• SUPPLIED PASSAGE:
Wednesday, July 20, 2005

Probe That Package

Package Holiday Undercover has returned to ITV1 in a new live format with a set very similar to that of Crimewatch and a telephone number permanently on the screen. The presenter told us that if they received enough calls about a particular hotel or destination they would put a reporter on a plane the very next morning to investigate.
It occurred to me that Crimewatch, which hasn't changed much in 30 years, could do something similar and take a more proactive approach to crime:

Nick Ross: we need just five more calls about 15 year old Wayne Wiggins in Luton and police officers will visit his home and start the process of serving an Anti Social Behaviour Order.
[presses finger to earpiece] I'm being told that we've just had a call from a Mrs Annabel Goodyear who saw Wayne stick a lump of chewing gum on the back of a computer monitor in the public library. So exciting developments there in Luton. We'll be back with an update after the news. But do remember that this kind of behaviour is extremely common in teenagers. So don't have nightmares. Do sleep well.

The package holiday programme, which must surely be sponsored by the English Tourist Board, was a smorgasbord of schadenfreude for those of us who never leave this sceptred isle.
There was a hotel in Kenya infested with monkeys who stole sweets from residents' bedrooms and then brazenly sat on the balconies eating them. They also invaded the dining room and took food from the plates. We saw a man leap from the table and throw his chair at one of them. This is really no way to behave towards your closest relatives. Then again, it's behaviour that's not entirely unknown at weddings and Christmas family dinners.

Next we were told of the large increase in shark attacks in South Africa and a man cheerfully told us how his leg had been ripped open. I'd like to be sympathetic but I can't help feeling that if you choose to swim with the sharks you deserve all you get.

• DATA LINES:
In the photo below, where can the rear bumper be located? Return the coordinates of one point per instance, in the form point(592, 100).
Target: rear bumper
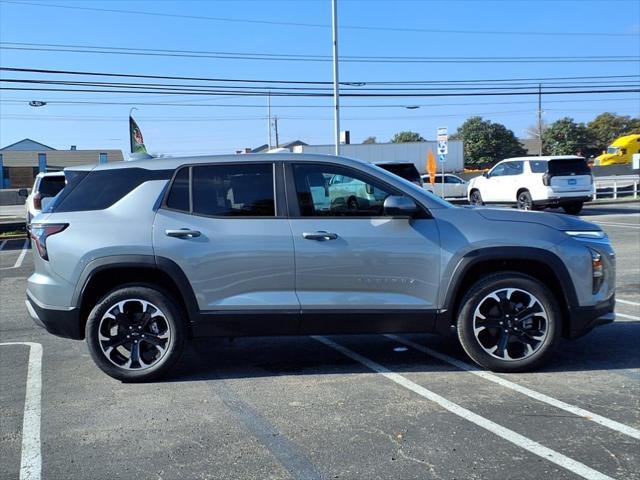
point(584, 319)
point(63, 323)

• PROBLEM SET:
[a] Summarize the blog post about Package Holiday Undercover in two sentences.
[b] Carry on writing the blog post about Package Holiday Undercover, starting after its last sentence.
The lines come from a separate source.

• ANSWERS:
[a] Package Holiday Undercover has returned to ITV1 in a live, Crimewatch-style format, promising to fly a reporter out the next morning if enough viewers call about a hotel or destination, and the writer imagines Crimewatch doing the same over a Luton teenager who stuck chewing gum on a library monitor. The program showed a Kenyan hotel overrun by monkeys stealing food and sweets, and reported a large increase in shark attacks in South Africa, though the writer feels little sympathy for people who choose to swim with sharks.

[b]
Then we learned that an entire generation of British children are in danger of drowning in overseas hotel and villa swimming pools. Surprisingly, if you rent a private villa it doesn't come with a trained lifeguard sitting by the pool 24 hours a day. An expert was drafted in to tell us that it's important for parents to keep a close eye on young children who can't swim. Perhaps I'd have been an obsessive parent because I wouldn't let a toddler play anywhere near a deep swimming pool.

Although the reconstruction of shark attacks was preceded by a warning to viewers, no such warning was given before footage of Disneyland in France so I went and checked my email while that report was on. The programme had cruelly sent two families from Croydon on a weekend in Disneyland as though living in Croydon weren't misfortune enough for one lifetime.
I noted that a two day package holiday to Disneyland cost as much as I was earning annually in the early seventies, although I would gladly have given up my salary and sold my body on the streets of Soho rather than be sent to Disneyland.

Finally, a couple from Scotland had decided it would be a spiffing idea to get married on the island of Grenada. They had reckoned without Hurricane Ivan which swept across the island during their stay. If the earth didn't move for them, the hotel roof certainly did, collapsing in a shower of concrete.
Bizarrely, Virgin Holidays apologised for the fact that the hurricane had changed course unexpectedly and hit Grenada and refunded their accommodation costs. It seems an expensive tactic for holiday companies to take responsibility for the weather.
I think the Scottish couple should share the blame because you should never go anywhere that hasn't had a Ford named after it. Perhaps they'd confused Grenada with Granada which is as safe as houses. And Capri is absolutely delightful. Personally, I've always fancied Probe in the Balearics but I'm probably getting a bit past it now.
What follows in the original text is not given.